## Fragmento de origen
Política

Política de bar

Lo importante ya no es la política, sino que el otro no gobierne

Para enterarse de lo que pasa hay que bajar a los bares. Los griegos tenían sus ágoras y los romanos sus foros, pero nosotros lo que tenemos son bares, que, además de algún tipo de definición cultural, sirven de desahogo social. Son como el diván público donde la platea da aliento a sus enfados y corajes. Lo que ocurre ya no está en los diarios o la televisión. Ahí está solo lo oficioso, la agenda urgente que nos deja el acontecimiento. Es como las fechas para los libros de Historia o el nombre del rey godo que hay que memorizar. El pálpito continúa estando en la calle, en la barra de las cafeterías, que es donde la parroquia se acoda para descamisarse en unas garlas sin pelos en la lengua. O se anima y va y toma la Bastilla por sorpresa. El pueblo es tan paciente como temperamental. Nunca se sabe por qué dehesa va a salir.

Los medios hablan de elecciones, de mociones de censura, de postulaciones varias y de estrategias partidistas, pero eso, para el común, que somos la mayoría, es una camisola que viene amplia, como dada de sí, como un amor de verano en pleno febrero. Uno, para enterarse, puede zambullirse en las gravedades de los debates y tertulias matinales, se baja al bareto de la esquina para tomar algo y percibir cómo el vecindaje va encajando estos derramamientos autonómicos y ministeriales.

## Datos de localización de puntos
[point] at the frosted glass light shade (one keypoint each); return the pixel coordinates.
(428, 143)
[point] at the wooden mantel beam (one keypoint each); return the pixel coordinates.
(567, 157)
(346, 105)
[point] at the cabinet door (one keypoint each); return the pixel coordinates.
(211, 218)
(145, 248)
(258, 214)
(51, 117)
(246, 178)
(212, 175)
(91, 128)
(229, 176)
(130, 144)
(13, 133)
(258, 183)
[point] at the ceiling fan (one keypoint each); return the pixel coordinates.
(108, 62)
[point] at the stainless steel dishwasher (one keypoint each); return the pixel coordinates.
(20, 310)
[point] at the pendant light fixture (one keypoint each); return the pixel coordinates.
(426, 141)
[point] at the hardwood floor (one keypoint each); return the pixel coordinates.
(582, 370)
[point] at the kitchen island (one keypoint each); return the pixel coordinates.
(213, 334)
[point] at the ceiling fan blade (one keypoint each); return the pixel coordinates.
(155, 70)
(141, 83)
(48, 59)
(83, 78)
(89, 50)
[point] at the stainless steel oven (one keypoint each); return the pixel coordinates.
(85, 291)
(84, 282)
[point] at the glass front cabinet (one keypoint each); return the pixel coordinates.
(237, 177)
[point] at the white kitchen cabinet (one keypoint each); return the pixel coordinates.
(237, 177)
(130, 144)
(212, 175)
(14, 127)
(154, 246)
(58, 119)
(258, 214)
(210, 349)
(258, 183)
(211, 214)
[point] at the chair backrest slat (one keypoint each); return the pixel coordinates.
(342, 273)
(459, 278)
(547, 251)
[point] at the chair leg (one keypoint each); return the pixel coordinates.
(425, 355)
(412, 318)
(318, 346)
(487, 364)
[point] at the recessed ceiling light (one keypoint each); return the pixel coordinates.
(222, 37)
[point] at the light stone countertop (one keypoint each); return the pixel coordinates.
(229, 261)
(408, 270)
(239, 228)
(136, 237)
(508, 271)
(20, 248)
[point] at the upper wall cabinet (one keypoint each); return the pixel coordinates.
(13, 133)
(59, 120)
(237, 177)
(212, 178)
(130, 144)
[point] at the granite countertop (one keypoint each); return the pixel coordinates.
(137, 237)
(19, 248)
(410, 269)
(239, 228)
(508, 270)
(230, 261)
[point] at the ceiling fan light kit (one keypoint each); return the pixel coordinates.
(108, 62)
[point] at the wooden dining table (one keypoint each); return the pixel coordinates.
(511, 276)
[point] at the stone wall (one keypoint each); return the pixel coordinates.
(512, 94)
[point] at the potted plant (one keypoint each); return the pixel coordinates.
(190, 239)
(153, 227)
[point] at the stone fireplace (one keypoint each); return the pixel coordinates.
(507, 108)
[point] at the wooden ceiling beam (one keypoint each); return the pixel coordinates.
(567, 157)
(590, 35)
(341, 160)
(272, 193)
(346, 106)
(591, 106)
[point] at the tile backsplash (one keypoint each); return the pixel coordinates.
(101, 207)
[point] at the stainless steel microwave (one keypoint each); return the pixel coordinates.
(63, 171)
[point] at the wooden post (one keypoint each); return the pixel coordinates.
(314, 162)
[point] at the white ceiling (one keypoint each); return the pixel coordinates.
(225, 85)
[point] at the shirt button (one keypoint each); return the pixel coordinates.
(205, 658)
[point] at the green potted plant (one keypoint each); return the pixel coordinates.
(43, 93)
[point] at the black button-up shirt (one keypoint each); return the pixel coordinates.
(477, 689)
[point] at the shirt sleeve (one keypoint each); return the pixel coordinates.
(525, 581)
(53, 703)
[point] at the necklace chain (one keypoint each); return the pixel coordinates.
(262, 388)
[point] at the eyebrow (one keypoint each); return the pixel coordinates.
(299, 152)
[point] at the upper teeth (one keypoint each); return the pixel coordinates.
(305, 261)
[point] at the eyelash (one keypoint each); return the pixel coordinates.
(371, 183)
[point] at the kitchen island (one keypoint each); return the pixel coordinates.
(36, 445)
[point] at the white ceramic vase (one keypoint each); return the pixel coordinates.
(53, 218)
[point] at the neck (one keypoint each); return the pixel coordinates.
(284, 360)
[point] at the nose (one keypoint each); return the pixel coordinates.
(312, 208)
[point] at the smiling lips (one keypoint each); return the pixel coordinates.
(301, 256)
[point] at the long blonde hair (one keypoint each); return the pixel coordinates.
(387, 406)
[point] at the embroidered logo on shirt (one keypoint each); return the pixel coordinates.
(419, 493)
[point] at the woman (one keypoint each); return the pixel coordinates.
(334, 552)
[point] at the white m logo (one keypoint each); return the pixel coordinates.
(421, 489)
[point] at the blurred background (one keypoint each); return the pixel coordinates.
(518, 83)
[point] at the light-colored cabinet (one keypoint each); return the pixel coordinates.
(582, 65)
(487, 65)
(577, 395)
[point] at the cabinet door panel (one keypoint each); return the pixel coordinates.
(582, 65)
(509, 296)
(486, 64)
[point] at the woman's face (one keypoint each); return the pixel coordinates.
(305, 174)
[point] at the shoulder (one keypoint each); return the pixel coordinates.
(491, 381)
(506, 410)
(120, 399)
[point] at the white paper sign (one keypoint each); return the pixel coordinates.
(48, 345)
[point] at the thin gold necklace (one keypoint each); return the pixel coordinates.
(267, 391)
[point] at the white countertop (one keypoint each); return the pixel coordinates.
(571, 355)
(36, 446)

## Enunciado
Extraiga literalmente de la columna sobre la política de bar el pasaje que comienza con "Lo importante ya" y continúa hasta "va a salir.". Las entradas no hacen falta para resolver el ejercicio.

## Resultado del ejercicio
Lo importante ya no es la política, sino que el otro no gobierne

Para enterarse de lo que pasa hay que bajar a los bares. Los griegos tenían sus ágoras y los romanos sus foros, pero nosotros lo que tenemos son bares, que, además de algún tipo de definición cultural, sirven de desahogo social. Son como el diván público donde la platea da aliento a sus enfados y corajes. Lo que ocurre ya no está en los diarios o la televisión. Ahí está solo lo oficioso, la agenda urgente que nos deja el acontecimiento. Es como las fechas para los libros de Historia o el nombre del rey godo que hay que memorizar. El pálpito continúa estando en la calle, en la barra de las cafeterías, que es donde la parroquia se acoda para descamisarse en unas garlas sin pelos en la lengua. O se anima y va y toma la Bastilla por sorpresa. El pueblo es tan paciente como temperamental. Nunca se sabe por qué dehesa va a salir.